Tasks ▸
1. Please write out the stretch of the beer article from "Researchers at Oregon" through "prostate cancer prevention.".
2. Answer these questions from the beer article:
(a) What compound found in hops did the Oregon State University researchers examine?
(b) Who is the CEO of the National Prostate Cancer Coalition?
(c) What ingredient in tomatoes has been linked to prostate cancer prevention?

Passage shown ▸
"""

Beer

6/12/2006, 3:18 p.m. PT
The Associated Press

PORTLAND, Ore. (AP) — For many men, a finding by Oregon researchers sounds too good to be true: an ingredient in beer seems to help prevent prostate cancer, at least in lab experiments. The trouble is you’d theoretically have to drink about 17 beers a day for any potential benefit. And no one’s advising that.

Researchers at Oregon State University say that the compound xanthohumol, found in hops, inhibits a protein in the cells along the surface of the prostate gland. The protein acts like a switch that turns on a variety cancers, including prostate cancer.

Dr. Richard N. Atkins, CEO of the National Prostate Cancer Coalition, said the experiments are encouraging and “perhaps men could take it in pill form someday.”

He noted an ingredient in tomatoes, lycopene, has previously been linked to prostate cancer prevention.

“It’s every man’s dream to hear that beer and pizza can prevent cancer,” he said. “However, the 17 beers and four large pizzas needed to get enough xanthohumol and lycopene to help prevent prostate cancer is unfortunately not advised.”

"""

Supplied entries ▸
"""

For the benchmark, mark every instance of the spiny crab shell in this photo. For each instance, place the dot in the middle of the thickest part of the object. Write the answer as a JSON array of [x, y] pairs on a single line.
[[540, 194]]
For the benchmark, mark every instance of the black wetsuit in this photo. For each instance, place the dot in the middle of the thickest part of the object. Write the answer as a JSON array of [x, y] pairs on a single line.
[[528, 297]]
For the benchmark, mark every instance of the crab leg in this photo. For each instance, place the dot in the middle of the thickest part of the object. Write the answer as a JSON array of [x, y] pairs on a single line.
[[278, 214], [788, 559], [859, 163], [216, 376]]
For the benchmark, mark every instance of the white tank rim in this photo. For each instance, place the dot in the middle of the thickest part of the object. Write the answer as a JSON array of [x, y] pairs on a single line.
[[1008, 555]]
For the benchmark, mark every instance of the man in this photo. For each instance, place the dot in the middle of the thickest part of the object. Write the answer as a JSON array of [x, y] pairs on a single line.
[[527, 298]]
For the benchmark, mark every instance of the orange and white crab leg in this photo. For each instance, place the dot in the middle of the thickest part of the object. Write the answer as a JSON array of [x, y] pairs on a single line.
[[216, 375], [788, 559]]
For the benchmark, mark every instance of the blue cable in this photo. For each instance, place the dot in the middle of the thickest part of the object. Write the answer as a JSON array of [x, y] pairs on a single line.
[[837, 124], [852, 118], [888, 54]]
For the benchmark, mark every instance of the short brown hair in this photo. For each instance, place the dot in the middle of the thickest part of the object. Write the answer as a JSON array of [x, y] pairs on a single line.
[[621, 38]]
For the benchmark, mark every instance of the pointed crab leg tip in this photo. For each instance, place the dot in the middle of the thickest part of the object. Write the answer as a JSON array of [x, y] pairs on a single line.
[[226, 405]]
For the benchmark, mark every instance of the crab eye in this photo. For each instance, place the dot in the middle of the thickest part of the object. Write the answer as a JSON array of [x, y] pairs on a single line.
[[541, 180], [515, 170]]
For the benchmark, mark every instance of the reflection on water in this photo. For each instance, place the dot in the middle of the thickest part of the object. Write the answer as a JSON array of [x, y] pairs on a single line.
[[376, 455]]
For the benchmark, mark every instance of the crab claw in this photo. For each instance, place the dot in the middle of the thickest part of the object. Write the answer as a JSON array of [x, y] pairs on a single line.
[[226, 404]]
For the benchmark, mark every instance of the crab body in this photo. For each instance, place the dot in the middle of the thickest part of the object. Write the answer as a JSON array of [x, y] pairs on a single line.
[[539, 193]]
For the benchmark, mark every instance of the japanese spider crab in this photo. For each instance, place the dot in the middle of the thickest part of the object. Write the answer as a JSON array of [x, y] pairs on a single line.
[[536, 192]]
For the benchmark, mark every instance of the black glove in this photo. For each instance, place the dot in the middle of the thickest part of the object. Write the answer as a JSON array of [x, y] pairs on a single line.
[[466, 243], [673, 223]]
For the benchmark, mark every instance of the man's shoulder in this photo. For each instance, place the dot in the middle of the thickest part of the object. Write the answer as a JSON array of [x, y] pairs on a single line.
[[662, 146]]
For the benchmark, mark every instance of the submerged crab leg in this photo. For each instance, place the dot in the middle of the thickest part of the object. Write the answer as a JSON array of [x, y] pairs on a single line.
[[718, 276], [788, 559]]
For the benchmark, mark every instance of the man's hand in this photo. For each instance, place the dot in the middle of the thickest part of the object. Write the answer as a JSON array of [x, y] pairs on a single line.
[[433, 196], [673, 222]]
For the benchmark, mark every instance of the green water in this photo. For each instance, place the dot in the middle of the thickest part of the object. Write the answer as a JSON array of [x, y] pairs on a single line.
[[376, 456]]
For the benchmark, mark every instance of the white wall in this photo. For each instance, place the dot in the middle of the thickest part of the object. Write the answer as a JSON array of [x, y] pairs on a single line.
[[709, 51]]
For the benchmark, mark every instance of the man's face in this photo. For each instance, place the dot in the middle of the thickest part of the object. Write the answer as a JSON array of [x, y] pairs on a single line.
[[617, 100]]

"""
"""

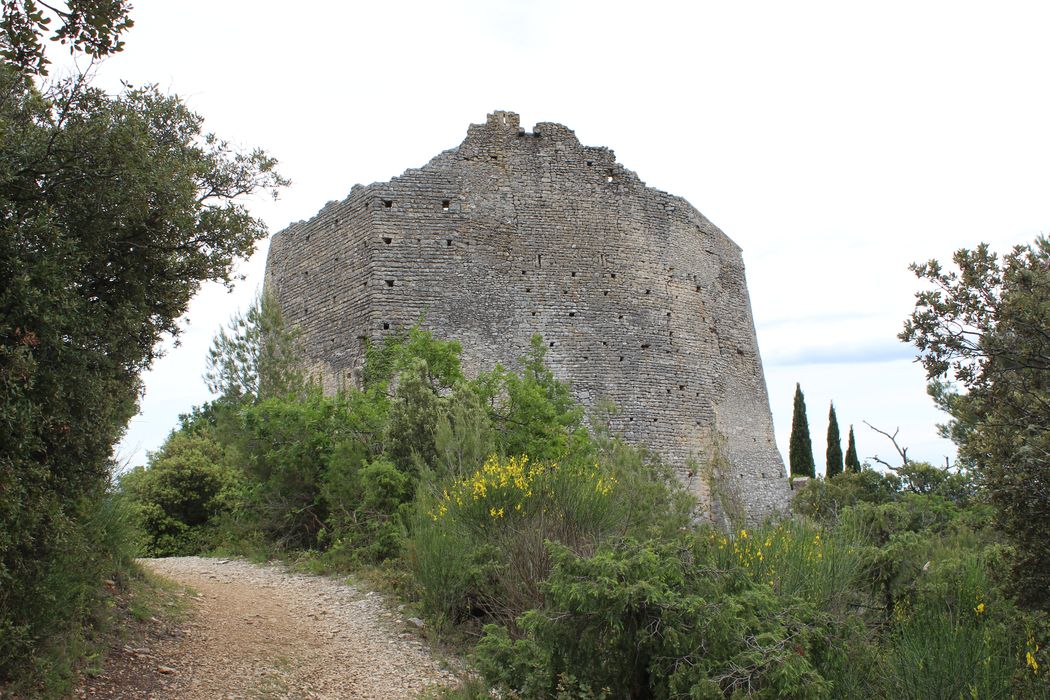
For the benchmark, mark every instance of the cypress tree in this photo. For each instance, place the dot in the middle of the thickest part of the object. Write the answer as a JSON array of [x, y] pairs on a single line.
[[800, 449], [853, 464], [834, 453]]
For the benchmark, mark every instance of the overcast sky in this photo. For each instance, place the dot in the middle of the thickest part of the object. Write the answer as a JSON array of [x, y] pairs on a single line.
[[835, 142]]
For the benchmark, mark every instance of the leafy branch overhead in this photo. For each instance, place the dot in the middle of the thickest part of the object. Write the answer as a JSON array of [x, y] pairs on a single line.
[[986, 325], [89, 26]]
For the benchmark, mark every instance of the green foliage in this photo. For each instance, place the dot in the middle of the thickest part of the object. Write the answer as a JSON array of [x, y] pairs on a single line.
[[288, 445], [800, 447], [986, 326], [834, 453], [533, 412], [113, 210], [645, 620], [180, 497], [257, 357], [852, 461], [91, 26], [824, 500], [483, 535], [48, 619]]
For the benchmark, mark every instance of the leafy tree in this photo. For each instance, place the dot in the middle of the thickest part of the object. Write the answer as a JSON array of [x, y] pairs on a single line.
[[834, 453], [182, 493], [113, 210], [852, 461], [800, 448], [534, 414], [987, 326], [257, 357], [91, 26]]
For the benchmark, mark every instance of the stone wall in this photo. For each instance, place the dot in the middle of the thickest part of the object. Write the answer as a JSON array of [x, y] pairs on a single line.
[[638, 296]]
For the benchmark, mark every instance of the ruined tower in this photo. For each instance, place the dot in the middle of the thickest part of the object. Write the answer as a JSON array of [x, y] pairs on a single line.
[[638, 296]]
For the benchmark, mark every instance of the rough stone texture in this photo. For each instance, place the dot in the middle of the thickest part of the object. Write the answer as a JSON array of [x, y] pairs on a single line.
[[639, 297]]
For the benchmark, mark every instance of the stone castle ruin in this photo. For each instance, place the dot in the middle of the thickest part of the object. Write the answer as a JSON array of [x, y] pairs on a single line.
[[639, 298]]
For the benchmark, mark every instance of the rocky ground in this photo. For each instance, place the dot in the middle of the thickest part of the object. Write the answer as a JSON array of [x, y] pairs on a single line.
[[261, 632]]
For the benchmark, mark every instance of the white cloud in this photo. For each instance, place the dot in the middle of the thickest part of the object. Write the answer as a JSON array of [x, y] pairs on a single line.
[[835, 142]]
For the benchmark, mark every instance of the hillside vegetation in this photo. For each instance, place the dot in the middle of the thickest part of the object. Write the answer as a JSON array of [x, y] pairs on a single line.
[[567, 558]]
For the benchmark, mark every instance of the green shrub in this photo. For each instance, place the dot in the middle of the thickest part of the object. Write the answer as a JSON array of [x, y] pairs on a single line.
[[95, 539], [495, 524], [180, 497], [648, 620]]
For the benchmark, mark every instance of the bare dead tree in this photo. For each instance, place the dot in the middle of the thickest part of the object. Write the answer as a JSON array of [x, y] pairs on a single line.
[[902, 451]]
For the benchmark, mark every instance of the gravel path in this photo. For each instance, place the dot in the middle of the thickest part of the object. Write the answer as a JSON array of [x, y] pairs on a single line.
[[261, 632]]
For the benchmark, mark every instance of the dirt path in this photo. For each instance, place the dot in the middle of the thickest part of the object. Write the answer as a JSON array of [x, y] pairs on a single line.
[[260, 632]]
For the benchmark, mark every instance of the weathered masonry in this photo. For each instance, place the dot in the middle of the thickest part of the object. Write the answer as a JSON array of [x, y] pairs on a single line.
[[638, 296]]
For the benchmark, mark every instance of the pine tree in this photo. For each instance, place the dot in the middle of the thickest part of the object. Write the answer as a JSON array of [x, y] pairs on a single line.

"""

Solved tasks ▸
1.
Researchers at Oregon State University say that the compound xanthohumol, found in hops, inhibits a protein in the cells along the surface of the prostate gland. The protein acts like a switch that turns on a variety cancers, including prostate cancer.

Dr. Richard N. Atkins, CEO of the National Prostate Cancer Coalition, said the experiments are encouraging and “perhaps men could take it in pill form someday.”

He noted an ingredient in tomatoes, lycopene, has previously been linked to prostate cancer prevention.

2.
(a) Xanthohumol
(b) Dr. Richard N. Atkins
(c) Lycopene